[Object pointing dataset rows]
▽

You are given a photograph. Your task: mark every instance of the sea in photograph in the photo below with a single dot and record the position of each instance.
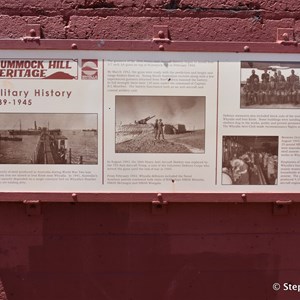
(82, 144)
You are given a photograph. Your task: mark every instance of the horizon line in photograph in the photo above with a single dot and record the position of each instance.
(187, 110)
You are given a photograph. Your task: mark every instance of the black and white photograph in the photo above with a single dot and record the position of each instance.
(32, 138)
(268, 85)
(249, 160)
(160, 124)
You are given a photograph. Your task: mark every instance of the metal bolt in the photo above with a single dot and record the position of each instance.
(32, 32)
(161, 34)
(159, 197)
(285, 36)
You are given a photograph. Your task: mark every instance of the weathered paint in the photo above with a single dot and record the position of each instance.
(124, 250)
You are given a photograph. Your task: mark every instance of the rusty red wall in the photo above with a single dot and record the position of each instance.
(122, 250)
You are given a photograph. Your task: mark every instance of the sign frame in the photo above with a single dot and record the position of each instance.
(28, 44)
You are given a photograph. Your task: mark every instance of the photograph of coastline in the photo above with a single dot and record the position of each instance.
(269, 84)
(33, 138)
(160, 124)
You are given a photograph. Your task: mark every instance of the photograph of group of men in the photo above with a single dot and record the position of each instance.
(270, 85)
(250, 160)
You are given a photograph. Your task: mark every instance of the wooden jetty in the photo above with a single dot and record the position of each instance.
(51, 148)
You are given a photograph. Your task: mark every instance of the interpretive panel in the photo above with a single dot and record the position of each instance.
(149, 122)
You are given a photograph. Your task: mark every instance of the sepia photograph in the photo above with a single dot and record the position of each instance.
(268, 85)
(249, 160)
(160, 124)
(31, 138)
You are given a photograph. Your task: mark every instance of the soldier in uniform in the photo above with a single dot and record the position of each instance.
(253, 77)
(264, 91)
(271, 90)
(247, 90)
(161, 129)
(281, 89)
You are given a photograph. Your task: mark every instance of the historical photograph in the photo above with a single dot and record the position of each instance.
(250, 160)
(33, 138)
(270, 84)
(160, 124)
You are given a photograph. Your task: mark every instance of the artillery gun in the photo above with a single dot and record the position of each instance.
(144, 121)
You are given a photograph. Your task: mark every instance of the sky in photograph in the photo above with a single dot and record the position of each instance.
(259, 67)
(61, 121)
(186, 110)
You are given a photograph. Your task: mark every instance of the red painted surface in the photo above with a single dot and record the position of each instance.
(123, 251)
(130, 250)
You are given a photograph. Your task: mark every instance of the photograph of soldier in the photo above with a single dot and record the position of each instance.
(160, 124)
(249, 160)
(270, 84)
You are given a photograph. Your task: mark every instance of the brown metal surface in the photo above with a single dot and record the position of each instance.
(148, 45)
(150, 197)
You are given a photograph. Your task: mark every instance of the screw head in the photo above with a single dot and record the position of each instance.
(32, 32)
(285, 36)
(161, 34)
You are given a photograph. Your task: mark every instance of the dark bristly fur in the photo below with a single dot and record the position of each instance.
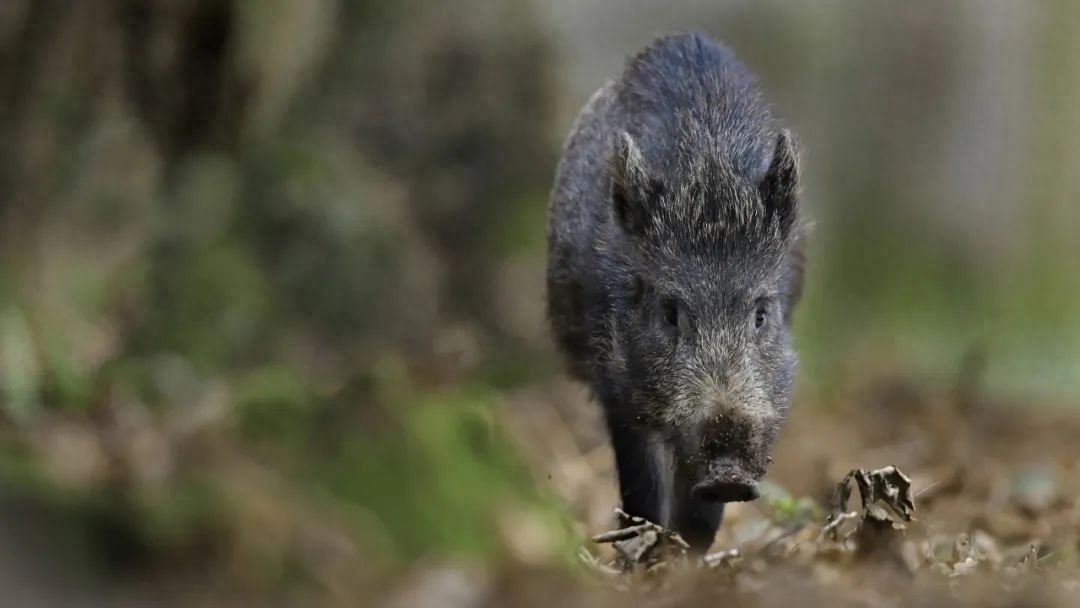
(674, 261)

△

**Written request:** Reproduce the entire listing above verbatim, leaving out the pictures.

**Complete answer:**
You are given a photograph. Your task: mark every instance of the sea in photograph in the photo below with a single dot and record the position of each instance.
(82, 144)
You are given a photograph. Your task: mark every instance of the horizon line in photograph in the photo above with a single dot and record the position of each instance.
(187, 110)
You are given a photograph. Your task: mark every instance of the black and white photograph in the photo above with a single dot and record the position of each instance.
(32, 138)
(268, 85)
(249, 160)
(160, 124)
You are given a photograph. Your task: mark every instance of the metal bolt in the photo above with a single dot and record the position of each instance.
(32, 32)
(161, 34)
(159, 197)
(285, 36)
You are given a photograph. Your task: mark every instance of the weathered paint in the photo above with a single dot and record the position of each instance.
(124, 250)
You are given a photograph. Your task: mark every instance of the rusty red wall in the photo above with a single dot and record the position of each instance.
(122, 250)
You are given a photograph. Your task: mark every instance of the sign frame in the photo above with a single dot and record the position of each instance.
(28, 44)
You are given a photograph. Your task: mark every instance of the photograph of coastline in the photo above with a single dot and record the position of each instance.
(269, 84)
(33, 138)
(160, 124)
You are given a photograph. Your task: mark every instance of the photograph of group of men in the photo above with a single dot and record the position of each instance.
(270, 85)
(250, 160)
You are given a photograph. Your task: mark every instance of the wooden jetty in the photo above with a single dot and record the position of each instance.
(51, 148)
You are given a photograph. Your task: mark every instance of the interpretive panel in the photo above with a single dot and record the position of each instance.
(149, 122)
You are given a photograph. Your task: mark every instance of the sepia photograph in the photo above with a single dot and record the position of each instance.
(268, 85)
(249, 160)
(160, 124)
(31, 138)
You are given a photograph. Your task: mark every instance of the soldier in uniform in the photo above with a single dot and record the position of each instance.
(253, 77)
(264, 91)
(271, 90)
(247, 90)
(161, 129)
(281, 89)
You are given a photograph. Your task: mark every instance of the historical photograph in the photo above with a single dot and record the position of each instance.
(250, 160)
(33, 138)
(270, 84)
(160, 124)
You are given a photograph. Your task: mark every instance of the artillery gun in the photo above with a single dot and record the position of each instance.
(144, 121)
You are given a photograph. Your task: mark every instance of the sky in photograph in the photo above with a single dot and record the position of each instance.
(259, 67)
(61, 121)
(186, 110)
You are given a photograph. Your task: mark every instance of the red painted surface in the photo above with a single dot and record the position of each instance.
(123, 251)
(130, 250)
You are given a photograph. Your task: mark every instance of the photograph of soldier in the photo above with a single dot and record the position of each instance.
(160, 124)
(249, 160)
(270, 84)
You are given a photograph. Your task: mark every instance of the brown metal surface in the photo above with a single dot and record the position of each instance.
(148, 45)
(150, 197)
You are given a photograph. Your task: mark every instance of the screw head in the photo above with a single dot and record the position of each instance.
(32, 32)
(285, 36)
(161, 34)
You are given a photograph. Your task: mark every instance of the dark bristly fur in the photo below with a single dot and record the position of each instance.
(674, 261)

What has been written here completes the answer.